#### Entries provided
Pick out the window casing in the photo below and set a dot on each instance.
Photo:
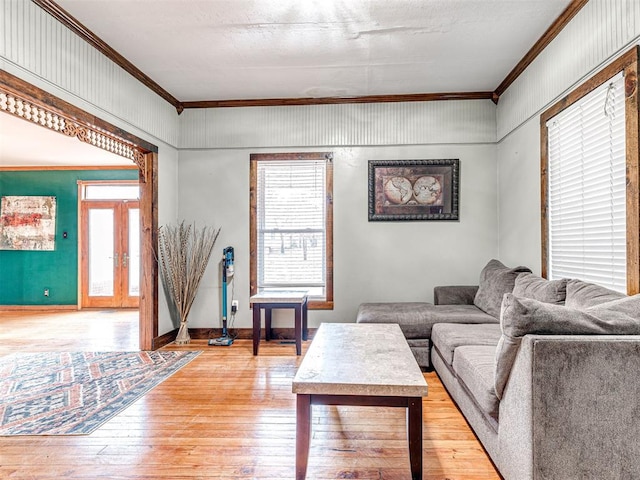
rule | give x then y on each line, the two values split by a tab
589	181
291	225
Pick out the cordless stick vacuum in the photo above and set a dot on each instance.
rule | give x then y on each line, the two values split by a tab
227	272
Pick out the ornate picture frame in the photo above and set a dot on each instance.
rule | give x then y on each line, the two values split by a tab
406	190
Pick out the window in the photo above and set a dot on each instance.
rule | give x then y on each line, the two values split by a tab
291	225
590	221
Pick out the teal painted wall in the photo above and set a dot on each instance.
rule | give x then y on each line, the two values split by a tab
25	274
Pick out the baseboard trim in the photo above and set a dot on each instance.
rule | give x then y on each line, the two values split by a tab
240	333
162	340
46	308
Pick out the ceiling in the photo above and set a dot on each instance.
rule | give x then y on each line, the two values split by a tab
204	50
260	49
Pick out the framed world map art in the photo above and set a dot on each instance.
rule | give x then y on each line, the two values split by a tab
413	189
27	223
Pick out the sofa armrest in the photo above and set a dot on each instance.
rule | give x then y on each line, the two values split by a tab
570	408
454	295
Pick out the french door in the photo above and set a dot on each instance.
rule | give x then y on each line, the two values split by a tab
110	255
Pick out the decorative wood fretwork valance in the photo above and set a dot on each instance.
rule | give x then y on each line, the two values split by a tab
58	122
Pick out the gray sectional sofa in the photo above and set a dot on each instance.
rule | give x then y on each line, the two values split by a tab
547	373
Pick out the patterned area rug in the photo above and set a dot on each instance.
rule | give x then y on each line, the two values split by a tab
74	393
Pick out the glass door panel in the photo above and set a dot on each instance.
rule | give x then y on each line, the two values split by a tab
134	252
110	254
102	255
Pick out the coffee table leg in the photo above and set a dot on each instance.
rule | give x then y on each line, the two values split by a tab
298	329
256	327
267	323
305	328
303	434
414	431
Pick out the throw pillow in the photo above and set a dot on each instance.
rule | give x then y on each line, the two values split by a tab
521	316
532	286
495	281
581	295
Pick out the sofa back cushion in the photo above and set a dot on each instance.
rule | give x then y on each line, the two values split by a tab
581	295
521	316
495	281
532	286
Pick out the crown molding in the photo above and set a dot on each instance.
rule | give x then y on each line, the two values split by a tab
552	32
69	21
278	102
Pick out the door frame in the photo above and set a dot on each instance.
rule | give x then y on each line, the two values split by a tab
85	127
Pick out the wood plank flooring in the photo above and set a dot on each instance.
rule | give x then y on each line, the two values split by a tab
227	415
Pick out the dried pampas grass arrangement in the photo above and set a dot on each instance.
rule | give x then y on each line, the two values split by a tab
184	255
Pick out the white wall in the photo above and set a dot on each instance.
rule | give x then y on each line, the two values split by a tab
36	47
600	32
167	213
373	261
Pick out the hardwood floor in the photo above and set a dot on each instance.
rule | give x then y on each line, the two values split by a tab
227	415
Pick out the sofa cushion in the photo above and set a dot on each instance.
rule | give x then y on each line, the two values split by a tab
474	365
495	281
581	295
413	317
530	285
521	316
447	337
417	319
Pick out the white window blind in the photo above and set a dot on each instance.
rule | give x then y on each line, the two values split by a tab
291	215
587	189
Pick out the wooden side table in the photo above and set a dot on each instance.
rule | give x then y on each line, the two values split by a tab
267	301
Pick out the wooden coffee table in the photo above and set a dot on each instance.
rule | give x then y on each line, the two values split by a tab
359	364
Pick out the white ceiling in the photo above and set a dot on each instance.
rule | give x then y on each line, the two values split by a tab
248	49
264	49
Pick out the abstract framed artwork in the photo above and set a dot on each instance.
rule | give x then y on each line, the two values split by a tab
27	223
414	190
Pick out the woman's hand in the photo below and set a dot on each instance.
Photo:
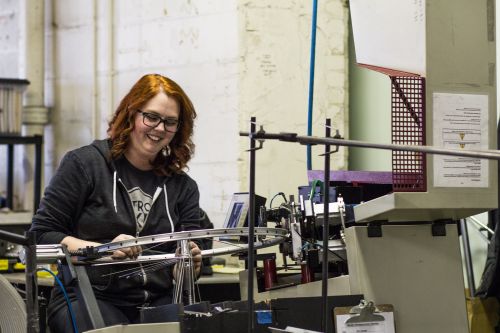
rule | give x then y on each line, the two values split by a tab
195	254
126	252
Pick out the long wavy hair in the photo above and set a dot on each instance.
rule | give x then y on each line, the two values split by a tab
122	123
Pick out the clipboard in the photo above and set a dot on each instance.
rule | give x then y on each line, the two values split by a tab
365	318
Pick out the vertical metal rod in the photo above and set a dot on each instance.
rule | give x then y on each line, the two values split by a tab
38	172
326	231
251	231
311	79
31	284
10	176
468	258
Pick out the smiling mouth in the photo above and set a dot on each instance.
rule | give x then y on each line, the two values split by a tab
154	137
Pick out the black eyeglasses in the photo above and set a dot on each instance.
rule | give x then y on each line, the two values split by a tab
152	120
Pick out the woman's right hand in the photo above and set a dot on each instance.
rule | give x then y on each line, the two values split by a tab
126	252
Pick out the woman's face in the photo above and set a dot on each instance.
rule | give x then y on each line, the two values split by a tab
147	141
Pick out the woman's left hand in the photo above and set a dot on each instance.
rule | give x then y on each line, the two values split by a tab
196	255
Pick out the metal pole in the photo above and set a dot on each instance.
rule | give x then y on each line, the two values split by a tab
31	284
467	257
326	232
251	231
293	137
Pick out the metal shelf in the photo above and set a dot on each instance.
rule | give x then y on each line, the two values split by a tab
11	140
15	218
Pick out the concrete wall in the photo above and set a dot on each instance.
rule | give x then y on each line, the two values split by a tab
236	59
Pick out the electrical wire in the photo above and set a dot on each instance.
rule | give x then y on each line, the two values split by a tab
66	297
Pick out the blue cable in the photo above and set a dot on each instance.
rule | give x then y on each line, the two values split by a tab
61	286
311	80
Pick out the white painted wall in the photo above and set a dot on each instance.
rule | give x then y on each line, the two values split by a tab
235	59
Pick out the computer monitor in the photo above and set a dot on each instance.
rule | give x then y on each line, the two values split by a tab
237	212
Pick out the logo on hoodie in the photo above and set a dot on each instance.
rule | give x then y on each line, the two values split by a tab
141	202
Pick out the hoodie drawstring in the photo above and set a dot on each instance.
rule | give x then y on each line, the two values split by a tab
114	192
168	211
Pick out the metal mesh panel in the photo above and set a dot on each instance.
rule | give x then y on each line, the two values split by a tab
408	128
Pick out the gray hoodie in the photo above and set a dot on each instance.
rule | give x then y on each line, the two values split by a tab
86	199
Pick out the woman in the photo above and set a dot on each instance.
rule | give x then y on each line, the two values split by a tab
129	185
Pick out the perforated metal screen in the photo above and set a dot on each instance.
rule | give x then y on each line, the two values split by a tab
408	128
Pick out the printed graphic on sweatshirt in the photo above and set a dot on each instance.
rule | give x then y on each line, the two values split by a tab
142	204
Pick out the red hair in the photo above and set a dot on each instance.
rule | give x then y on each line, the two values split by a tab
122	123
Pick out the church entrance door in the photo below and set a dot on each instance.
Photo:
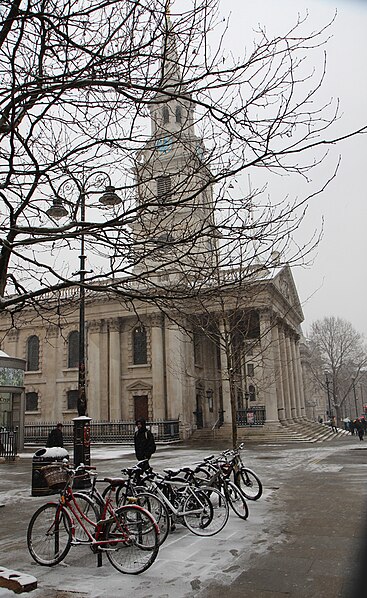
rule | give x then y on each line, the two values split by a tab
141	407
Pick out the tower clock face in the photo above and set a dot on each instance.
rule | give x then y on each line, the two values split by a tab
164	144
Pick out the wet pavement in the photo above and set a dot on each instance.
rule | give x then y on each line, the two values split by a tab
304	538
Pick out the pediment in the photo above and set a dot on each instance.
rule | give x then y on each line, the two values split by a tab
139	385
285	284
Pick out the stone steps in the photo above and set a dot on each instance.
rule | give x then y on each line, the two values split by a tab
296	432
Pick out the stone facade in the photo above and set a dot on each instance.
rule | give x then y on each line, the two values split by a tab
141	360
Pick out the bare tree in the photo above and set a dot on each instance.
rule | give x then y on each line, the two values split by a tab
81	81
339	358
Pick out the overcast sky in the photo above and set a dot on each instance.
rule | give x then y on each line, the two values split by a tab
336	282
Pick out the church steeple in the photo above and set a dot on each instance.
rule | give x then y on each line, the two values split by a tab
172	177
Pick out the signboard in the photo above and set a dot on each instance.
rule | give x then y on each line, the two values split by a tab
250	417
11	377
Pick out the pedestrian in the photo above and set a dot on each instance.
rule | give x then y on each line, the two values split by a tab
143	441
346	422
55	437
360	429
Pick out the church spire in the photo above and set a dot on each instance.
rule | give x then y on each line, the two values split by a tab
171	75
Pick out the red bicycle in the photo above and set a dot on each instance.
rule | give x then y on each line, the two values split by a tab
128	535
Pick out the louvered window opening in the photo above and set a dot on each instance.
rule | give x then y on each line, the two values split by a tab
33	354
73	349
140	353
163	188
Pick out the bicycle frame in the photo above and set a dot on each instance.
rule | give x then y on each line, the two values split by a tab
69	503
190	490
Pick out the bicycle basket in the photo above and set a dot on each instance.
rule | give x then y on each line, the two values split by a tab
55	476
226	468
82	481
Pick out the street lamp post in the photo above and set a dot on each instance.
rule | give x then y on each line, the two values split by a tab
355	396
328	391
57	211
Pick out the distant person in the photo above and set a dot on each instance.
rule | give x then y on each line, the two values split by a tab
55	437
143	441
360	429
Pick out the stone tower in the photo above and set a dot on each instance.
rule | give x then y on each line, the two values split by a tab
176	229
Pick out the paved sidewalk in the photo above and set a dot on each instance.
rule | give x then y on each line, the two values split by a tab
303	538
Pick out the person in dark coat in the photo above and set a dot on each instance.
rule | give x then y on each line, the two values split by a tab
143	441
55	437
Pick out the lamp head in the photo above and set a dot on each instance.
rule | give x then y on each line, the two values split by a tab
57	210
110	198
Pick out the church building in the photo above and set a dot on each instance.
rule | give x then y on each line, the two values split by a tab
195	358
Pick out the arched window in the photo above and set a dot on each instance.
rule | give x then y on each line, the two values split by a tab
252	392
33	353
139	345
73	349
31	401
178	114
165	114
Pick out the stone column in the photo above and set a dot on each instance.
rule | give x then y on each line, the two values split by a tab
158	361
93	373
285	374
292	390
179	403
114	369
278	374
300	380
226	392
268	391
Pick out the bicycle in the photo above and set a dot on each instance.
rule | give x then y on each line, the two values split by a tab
########
Rescale the records from the line holding "Pick out the church building" through the end of the records, inclusive. Reproduce those lines with the requests unchanged, but multiply every coordinate in the answers by 0.45 and round to whole numbers, rounding halves up.

Pick out the church building in the photo above and set a dot on each instance.
rule | give x then y on each line, the two values split by a tab
88	161
Pick out the arched window in the photo above and set a dot on each instance.
rule | give x then y on each line, the two values split by a tab
113	176
15	159
63	155
33	157
14	180
80	51
74	51
Pick out the stone column in the photo above and set a dot on each instance.
rule | give x then y on each line, the two values split by a tab
71	162
42	168
128	168
131	176
81	181
51	166
125	168
135	171
102	176
121	176
Pick out the bicycle in the photo above and set a dot on each instance.
rule | give x then y on each line, the two values split by a tab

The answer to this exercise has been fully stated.